__Text under study__
In a crucial move underlining the precarious financial state of Sri Lanka, the World Bank approved a $150 million allocation on Friday aimed at securing the savings of millions of depositors. This initiative comes as the nation grapples with the aftermath of a severe crisis last year, during which the rupee currency depreciated by nearly 50 percent after the government declared bankruptcy and defaulted on its $46 billion foreign debt.
The economic downturn triggered acute shortages of essential commodities, including food, fuel, and medicines, sparking months of violent protests. The unrest ultimately led to the resignation and departure of then-President Gotabaya Rajapaksa. The World Bank's country director, Faris Hadad-Zervos, underscored the significance of robust safety nets to support the financial sector in the wake of Sri Lanka's economic crisis.

__Input data__
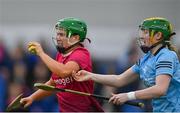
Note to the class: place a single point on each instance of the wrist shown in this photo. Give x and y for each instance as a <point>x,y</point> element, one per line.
<point>131,96</point>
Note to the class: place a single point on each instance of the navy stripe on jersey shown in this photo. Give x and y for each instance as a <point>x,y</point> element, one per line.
<point>164,64</point>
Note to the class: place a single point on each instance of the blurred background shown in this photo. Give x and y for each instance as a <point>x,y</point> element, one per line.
<point>112,28</point>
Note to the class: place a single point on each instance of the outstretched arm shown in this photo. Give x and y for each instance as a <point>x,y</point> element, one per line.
<point>111,80</point>
<point>60,69</point>
<point>159,89</point>
<point>38,95</point>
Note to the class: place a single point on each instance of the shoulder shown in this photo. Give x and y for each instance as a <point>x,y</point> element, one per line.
<point>166,54</point>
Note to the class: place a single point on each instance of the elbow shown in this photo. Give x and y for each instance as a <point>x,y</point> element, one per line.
<point>160,92</point>
<point>64,74</point>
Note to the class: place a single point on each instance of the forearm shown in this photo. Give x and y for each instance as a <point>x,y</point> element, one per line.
<point>111,80</point>
<point>53,65</point>
<point>40,94</point>
<point>116,80</point>
<point>149,93</point>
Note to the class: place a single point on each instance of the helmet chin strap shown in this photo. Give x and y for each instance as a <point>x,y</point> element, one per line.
<point>145,49</point>
<point>64,50</point>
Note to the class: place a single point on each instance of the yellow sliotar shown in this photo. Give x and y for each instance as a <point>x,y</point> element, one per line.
<point>31,49</point>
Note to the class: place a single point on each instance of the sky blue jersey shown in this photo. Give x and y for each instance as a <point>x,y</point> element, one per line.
<point>162,62</point>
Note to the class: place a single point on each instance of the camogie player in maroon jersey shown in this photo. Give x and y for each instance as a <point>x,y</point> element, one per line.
<point>71,56</point>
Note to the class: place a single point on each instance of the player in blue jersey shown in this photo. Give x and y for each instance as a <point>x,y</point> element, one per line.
<point>159,68</point>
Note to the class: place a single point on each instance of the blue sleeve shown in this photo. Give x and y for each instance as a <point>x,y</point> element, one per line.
<point>165,64</point>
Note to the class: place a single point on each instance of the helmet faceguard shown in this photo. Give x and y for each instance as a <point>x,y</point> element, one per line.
<point>154,25</point>
<point>71,26</point>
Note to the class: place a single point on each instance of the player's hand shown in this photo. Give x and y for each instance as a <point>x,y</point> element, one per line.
<point>35,48</point>
<point>26,101</point>
<point>118,99</point>
<point>81,75</point>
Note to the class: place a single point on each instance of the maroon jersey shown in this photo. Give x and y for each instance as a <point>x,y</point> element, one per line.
<point>69,102</point>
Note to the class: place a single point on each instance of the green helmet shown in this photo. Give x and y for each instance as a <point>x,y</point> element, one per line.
<point>73,26</point>
<point>158,24</point>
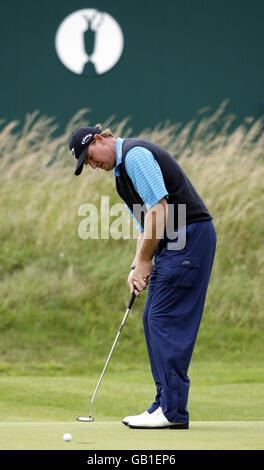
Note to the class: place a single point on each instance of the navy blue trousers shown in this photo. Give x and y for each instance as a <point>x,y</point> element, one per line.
<point>172,315</point>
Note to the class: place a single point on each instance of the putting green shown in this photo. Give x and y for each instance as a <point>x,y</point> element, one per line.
<point>109,435</point>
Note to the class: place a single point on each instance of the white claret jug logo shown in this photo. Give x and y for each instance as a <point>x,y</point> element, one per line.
<point>89,42</point>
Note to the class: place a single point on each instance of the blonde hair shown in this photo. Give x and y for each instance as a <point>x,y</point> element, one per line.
<point>106,133</point>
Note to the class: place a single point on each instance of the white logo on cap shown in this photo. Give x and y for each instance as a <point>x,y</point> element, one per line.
<point>86,138</point>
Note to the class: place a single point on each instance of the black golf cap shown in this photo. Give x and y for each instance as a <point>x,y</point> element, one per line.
<point>79,142</point>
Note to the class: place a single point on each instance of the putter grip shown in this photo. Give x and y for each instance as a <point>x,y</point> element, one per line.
<point>133,296</point>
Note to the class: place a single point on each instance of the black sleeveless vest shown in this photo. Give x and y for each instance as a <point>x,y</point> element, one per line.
<point>180,190</point>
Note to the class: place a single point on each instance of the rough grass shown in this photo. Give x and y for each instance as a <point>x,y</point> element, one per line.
<point>62,298</point>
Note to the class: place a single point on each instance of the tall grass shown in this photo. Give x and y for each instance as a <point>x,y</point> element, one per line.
<point>58,290</point>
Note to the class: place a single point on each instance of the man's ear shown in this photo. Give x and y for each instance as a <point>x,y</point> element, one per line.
<point>98,137</point>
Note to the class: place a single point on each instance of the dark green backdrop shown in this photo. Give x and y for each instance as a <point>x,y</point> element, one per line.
<point>179,56</point>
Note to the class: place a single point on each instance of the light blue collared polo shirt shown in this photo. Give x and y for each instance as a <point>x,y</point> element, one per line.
<point>145,174</point>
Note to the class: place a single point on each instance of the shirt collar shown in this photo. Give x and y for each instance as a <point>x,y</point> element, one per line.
<point>119,143</point>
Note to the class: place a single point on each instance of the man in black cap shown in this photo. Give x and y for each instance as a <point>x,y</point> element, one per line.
<point>148,176</point>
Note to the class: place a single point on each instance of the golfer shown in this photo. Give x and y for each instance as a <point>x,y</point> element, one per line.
<point>174,264</point>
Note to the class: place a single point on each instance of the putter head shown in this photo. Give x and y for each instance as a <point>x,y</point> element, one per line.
<point>85,419</point>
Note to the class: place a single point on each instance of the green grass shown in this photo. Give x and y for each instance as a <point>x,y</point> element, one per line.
<point>225,405</point>
<point>62,298</point>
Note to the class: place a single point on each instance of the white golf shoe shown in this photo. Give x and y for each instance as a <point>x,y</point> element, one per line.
<point>140,417</point>
<point>156,420</point>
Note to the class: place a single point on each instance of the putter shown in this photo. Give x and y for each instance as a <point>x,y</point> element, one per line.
<point>90,417</point>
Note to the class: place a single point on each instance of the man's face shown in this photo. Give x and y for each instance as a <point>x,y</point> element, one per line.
<point>100,153</point>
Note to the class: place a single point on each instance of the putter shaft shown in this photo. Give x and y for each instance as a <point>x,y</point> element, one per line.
<point>90,417</point>
<point>112,349</point>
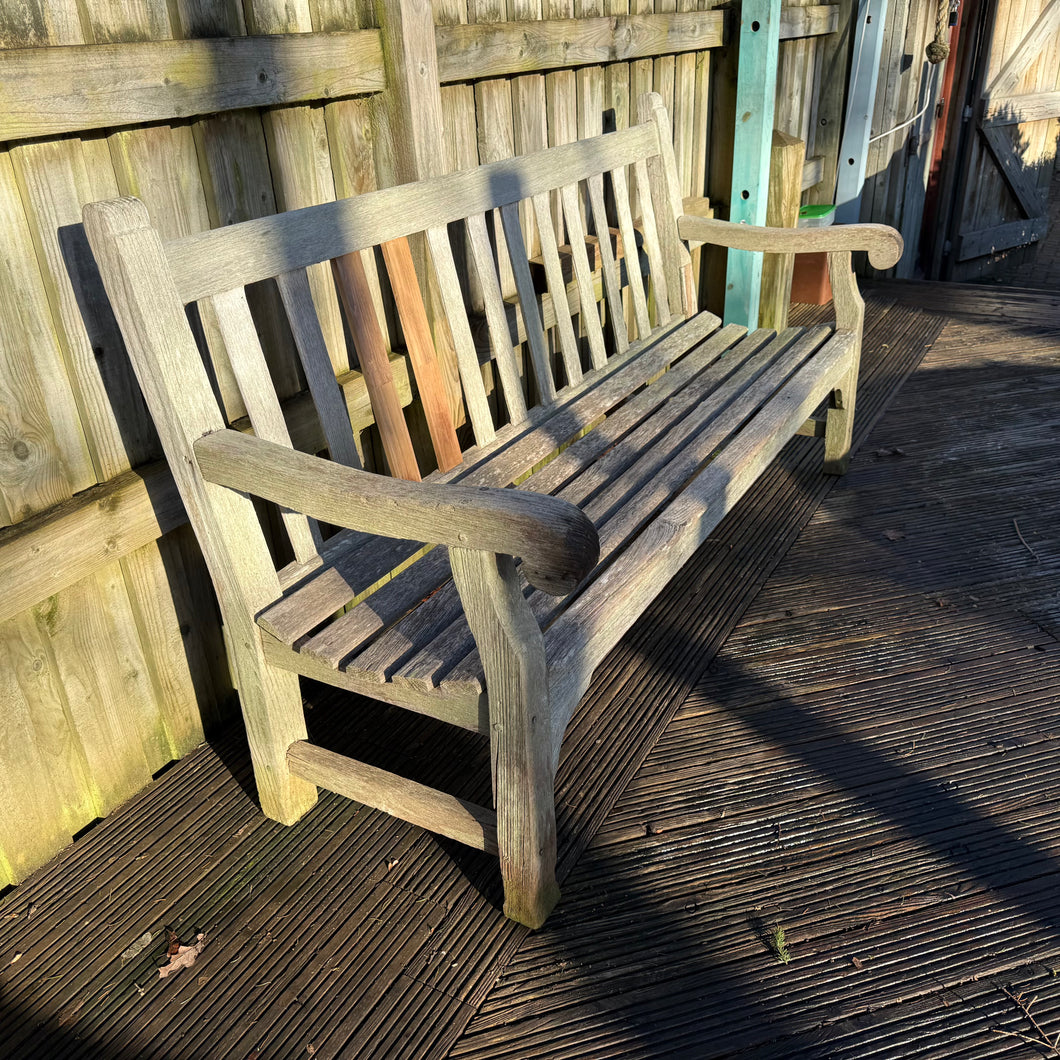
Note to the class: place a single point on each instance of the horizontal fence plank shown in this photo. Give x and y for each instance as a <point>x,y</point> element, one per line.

__Required actions__
1) Decide whether each statement below agrees with the article on the World Bank's aid to Sri Lanka, answering yes or no and quoting the exact words of the article that settle it: (a) The World Bank approved $150 million on Friday. (b) The rupee lost about a quarter of its value during the crisis. (c) Faris Hadad-Zervos is the World Bank's country director.
2) Resume the article on the World Bank's aid to Sri Lanka, starting right after its final sentence.

__Replies__
1)
(a) Yes: "the World Bank approved a $150 million allocation on Friday"
(b) No: "the rupee currency depreciated by nearly 50 percent"
(c) Yes: "The World Bank's country director, Faris Hadad-Zervos"

2)
The allocated funds will be directed toward a deposit insurance scheme designed to protect small savers with deposits less than 1.1 million rupees ($3,400), constituting 90 percent of total deposits. While Sri Lanka's economy is anticipated to contract in 2023, it has shown signs of stabilization since the crisis. Inflation, which peaked at nearly 70 percent over a year ago, has now fallen below two percent.
Despite securing a 48-month $2.9 billion bailout from the International Monetary Fund (IMF) in March, the disbursement of the latest $330 million instalment has been delayed since September. This delay is attributed to inconclusive foreign debt restructuring, reflecting the ongoing challenges facing Sri Lanka's economic recovery efforts. The World Bank's financial injection aims to fortify the country's financial resilience, particularly in safeguarding the interests of small depositors.